* [SOURCE EXCERPT]:
******
The Prayer Book in Mandarin

The Prayer Book in Mandarin

(Two young Chinese people, James Liu and Morning Wang, have started Mandarin fellowship groups in Toronto Anglican churches. And they are enthusiastic users of the Book of Common Prayer! Diana Verseghy, the president of the PBSC Toronto Branch, interviewed them to find out more.)


Can you tell us a bit about your backgrounds and your journeys in the Christian faith? How did you become Anglicans?

James: I am from the city of Tianjin, in the north of China. I have a B.Sc. degree with a major in information technology, and worked for a while at a telecommunications company in China. I became a Christian in 1998, when I was sixteen. There are no denominations in most areas of the Christian Church in China, but many churches have denominational backgrounds from before. I was drawn to a church that had beautiful music and a very good choir. I joined the choir, and in later years, in churches in different cities, I became a choir conductor and took on teaching roles. For a long time I wished to enter a Christian seminary. In China, to enter the seminary you have to write an examination. So I had to learn about church history, the Bible, and theology. And that really opened my eyes. Before, I didn’t know anything about denominations – Methodist, Anglican, and Baptist etc. And I found out that the Anglican Church is amazing! I love this church! We have the best theology. We have the benefits of being a reformed catholic church without the extremes of some churches. Also, when I learned more about music, I found out that most of the hymns that had I loved so much were Anglican hymns! After that, I was active in church leadership until 2012, when I came to Canada to study for an M.Div. degree, at Tyndale University for two years and then at Wycliffe College since 2014. I officially started the Mandarin Ministry at St. James’ Cathedral at the beginning of 2015. My wife and daughter have visited me here for the first time after such a long separation, and they’ve enjoyed every minute. As I am about to graduate this May, I hope that I can serve God with my family here.
******
* [SHORT TASK 1]:
Reproduce the part of the interview that begins at the words "(Two young Chinese" and stops after "find out more.)".
The interview has no connection to the listing that comes after it.

* [RECORDED INFORMATION]:
******
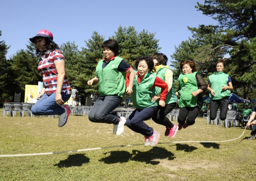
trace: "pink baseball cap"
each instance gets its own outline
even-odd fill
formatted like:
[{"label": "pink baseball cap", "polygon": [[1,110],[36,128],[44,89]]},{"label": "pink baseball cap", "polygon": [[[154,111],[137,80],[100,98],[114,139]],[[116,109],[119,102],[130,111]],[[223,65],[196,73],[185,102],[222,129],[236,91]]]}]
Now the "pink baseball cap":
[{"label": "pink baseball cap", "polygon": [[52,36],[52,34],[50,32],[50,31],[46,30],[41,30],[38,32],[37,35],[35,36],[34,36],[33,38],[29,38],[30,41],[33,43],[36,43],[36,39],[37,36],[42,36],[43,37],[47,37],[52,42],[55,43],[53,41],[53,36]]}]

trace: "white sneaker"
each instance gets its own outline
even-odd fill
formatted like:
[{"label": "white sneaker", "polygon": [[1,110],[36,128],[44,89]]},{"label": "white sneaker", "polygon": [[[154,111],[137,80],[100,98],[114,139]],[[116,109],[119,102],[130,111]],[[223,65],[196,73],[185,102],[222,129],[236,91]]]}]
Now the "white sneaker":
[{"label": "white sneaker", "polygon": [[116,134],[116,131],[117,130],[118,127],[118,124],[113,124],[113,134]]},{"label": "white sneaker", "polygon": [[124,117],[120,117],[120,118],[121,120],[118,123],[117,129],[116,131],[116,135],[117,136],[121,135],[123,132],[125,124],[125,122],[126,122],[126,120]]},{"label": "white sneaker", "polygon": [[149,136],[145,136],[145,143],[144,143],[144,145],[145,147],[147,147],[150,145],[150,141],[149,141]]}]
******
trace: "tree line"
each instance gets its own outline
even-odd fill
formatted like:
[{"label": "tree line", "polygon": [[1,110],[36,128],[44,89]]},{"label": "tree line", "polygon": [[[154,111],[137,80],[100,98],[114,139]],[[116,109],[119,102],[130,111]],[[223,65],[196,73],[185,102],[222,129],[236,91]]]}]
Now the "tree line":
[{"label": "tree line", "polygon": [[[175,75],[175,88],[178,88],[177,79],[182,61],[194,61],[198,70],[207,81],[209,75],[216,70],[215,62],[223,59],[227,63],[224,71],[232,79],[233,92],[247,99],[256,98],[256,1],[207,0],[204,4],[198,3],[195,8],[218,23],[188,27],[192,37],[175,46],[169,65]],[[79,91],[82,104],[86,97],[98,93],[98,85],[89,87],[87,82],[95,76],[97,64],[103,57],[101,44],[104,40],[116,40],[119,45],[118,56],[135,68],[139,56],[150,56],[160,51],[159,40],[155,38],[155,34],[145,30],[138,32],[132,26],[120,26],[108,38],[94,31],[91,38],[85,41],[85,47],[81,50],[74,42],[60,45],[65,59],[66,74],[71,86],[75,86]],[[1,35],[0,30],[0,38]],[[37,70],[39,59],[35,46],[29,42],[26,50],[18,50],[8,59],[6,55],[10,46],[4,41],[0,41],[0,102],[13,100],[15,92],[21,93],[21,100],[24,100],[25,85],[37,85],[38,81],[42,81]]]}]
******
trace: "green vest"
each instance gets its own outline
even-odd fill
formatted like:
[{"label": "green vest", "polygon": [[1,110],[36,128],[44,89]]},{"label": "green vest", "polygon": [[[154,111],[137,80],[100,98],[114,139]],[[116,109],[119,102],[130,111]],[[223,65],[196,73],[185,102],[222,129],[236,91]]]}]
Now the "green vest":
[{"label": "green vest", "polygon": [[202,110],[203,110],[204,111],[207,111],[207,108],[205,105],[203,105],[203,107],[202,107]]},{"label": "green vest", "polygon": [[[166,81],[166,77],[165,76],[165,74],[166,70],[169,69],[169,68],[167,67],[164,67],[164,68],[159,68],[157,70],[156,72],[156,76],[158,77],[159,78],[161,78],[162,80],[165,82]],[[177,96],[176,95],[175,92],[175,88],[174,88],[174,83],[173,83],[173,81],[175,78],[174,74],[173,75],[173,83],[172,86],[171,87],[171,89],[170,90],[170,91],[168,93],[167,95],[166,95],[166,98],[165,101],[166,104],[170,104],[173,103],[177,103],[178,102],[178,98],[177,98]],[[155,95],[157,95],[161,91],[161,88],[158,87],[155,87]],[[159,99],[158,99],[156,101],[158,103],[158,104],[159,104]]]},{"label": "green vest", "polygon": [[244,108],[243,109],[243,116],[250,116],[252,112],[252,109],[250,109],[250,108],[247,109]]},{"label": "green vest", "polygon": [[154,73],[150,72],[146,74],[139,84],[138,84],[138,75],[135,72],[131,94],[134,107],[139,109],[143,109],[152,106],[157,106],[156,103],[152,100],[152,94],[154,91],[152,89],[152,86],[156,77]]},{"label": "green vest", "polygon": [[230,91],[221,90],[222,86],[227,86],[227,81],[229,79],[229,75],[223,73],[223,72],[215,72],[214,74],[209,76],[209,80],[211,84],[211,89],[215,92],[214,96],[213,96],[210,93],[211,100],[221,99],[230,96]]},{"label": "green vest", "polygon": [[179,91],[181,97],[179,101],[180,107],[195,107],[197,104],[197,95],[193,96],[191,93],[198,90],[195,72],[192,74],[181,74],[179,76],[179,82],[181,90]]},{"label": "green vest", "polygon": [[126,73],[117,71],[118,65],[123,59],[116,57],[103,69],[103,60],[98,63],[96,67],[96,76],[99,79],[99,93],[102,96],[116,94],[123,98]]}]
******
* [SHORT TASK 2]:
Pull out every line of the listing that contains the string "green".

* [WRITTEN RESPONSE 1]:
(Two young Chinese people, James Liu and Morning Wang, have started Mandarin fellowship groups in Toronto Anglican churches. And they are enthusiastic users of the Book of Common Prayer! Diana Verseghy, the president of the PBSC Toronto Branch, interviewed them to find out more.)

* [WRITTEN RESPONSE 2]:
trace: "green vest"
[{"label": "green vest", "polygon": [[1,110],[36,128],[44,89]]},{"label": "green vest", "polygon": [[[154,111],[137,80],[100,98],[114,139]],[[116,109],[119,102],[130,111]],[[223,65],[196,73],[185,102],[222,129],[236,91]]]}]
Now the "green vest":
[{"label": "green vest", "polygon": [[202,110],[203,110],[204,111],[207,111],[207,108],[205,105],[203,105],[203,107],[202,107]]},{"label": "green vest", "polygon": [[[166,81],[166,77],[165,76],[165,74],[166,70],[169,69],[169,68],[167,67],[164,67],[164,68],[159,68],[157,70],[156,72],[156,76],[158,77],[159,78],[161,78],[162,80],[165,82]],[[177,96],[176,95],[175,92],[175,88],[174,88],[174,83],[173,83],[173,81],[175,78],[174,74],[173,75],[173,83],[172,86],[171,87],[171,89],[170,90],[170,91],[168,93],[167,95],[166,95],[166,98],[165,101],[166,104],[170,104],[173,103],[177,103],[178,102],[178,98],[177,98]],[[155,95],[157,95],[161,91],[161,88],[158,87],[155,87]],[[159,99],[158,99],[156,101],[158,103],[158,104],[159,104]]]},{"label": "green vest", "polygon": [[244,108],[243,109],[243,116],[250,116],[252,112],[252,109],[250,109],[250,108],[247,109]]},{"label": "green vest", "polygon": [[154,73],[150,72],[146,74],[139,84],[138,84],[138,75],[135,72],[131,94],[134,107],[139,109],[143,109],[152,106],[157,106],[156,103],[152,100],[152,94],[154,91],[152,89],[152,86],[156,77]]},{"label": "green vest", "polygon": [[230,91],[221,90],[222,86],[227,86],[227,81],[229,79],[229,75],[223,73],[223,72],[215,72],[214,74],[209,76],[209,80],[211,84],[211,89],[215,92],[214,96],[213,96],[210,93],[211,100],[221,99],[230,96]]},{"label": "green vest", "polygon": [[179,91],[181,97],[179,101],[180,107],[195,107],[197,104],[197,95],[193,96],[191,93],[198,90],[195,72],[192,74],[181,74],[179,76],[179,82],[181,90]]},{"label": "green vest", "polygon": [[126,73],[117,71],[118,65],[123,59],[116,57],[103,69],[103,60],[98,63],[96,67],[96,76],[99,79],[99,93],[102,96],[116,94],[123,98]]}]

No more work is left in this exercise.